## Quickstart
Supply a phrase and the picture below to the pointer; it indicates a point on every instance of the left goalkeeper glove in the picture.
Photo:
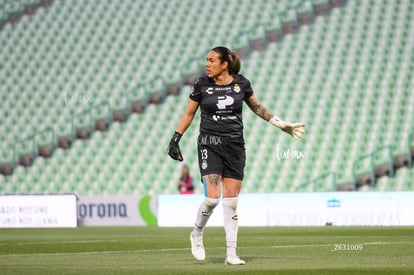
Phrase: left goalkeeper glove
(296, 130)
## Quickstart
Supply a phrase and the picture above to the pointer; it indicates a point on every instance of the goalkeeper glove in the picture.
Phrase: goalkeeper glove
(173, 148)
(296, 130)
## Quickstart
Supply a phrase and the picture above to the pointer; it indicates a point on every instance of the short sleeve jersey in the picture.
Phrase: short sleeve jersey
(222, 105)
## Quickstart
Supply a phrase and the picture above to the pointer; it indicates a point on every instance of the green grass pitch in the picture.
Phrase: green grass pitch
(152, 250)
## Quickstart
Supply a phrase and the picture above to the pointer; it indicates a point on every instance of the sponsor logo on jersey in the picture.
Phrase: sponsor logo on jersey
(224, 101)
(236, 88)
(204, 165)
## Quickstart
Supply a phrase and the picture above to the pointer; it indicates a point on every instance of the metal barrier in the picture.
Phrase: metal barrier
(32, 138)
(371, 157)
(316, 180)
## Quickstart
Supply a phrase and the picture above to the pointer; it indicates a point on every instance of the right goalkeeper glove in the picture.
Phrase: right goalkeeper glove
(296, 130)
(173, 148)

- THE PROBLEM -
After removing the pictures, repeat the remaining records exactly.

- OUTPUT FOR THIS TASK -
## Quickstart
Supply a phrase and the picture below to the pointer; it indicates a point on every instance of the left goalkeeper glove in the picture.
Photo:
Phrase: left goalkeeper glove
(296, 130)
## Quickstart
Supply a phrase and the picture above to the pointer; it indicates a point on every instance of the goalkeeper glove in the picture.
Phrase: goalkeeper glove
(173, 148)
(296, 130)
## Quickstart
Supply a phrase and the picture above to the pointer; it indicates a point on every instance of the short sleeve jersey in the picture.
Phrase: short sleeve jersey
(222, 105)
## Quickstart
Supply a phrase and the picture above to the pointer; it indicates a point on every instance of the green grass pitch in the picture.
Phrase: green grass pitch
(152, 250)
## Quickstart
Supply a phrase and the picture above to the pointer; it indicates a point on every instance of the sponsor logo on jersey in the picture.
Phrase: sponsor logo on jersey
(224, 101)
(236, 88)
(204, 165)
## Quickstart
Supply a phrase and the picture above to the pointer; it indicates a point on every instance of the metal barrier in the picture.
Phrase: metal barrier
(32, 138)
(371, 157)
(316, 180)
## Quickstart
Supply a phrase and the picture above to the pointer; it indicates a point on every instance of the right goalkeeper glove in the picture.
Phrase: right goalkeeper glove
(296, 130)
(173, 148)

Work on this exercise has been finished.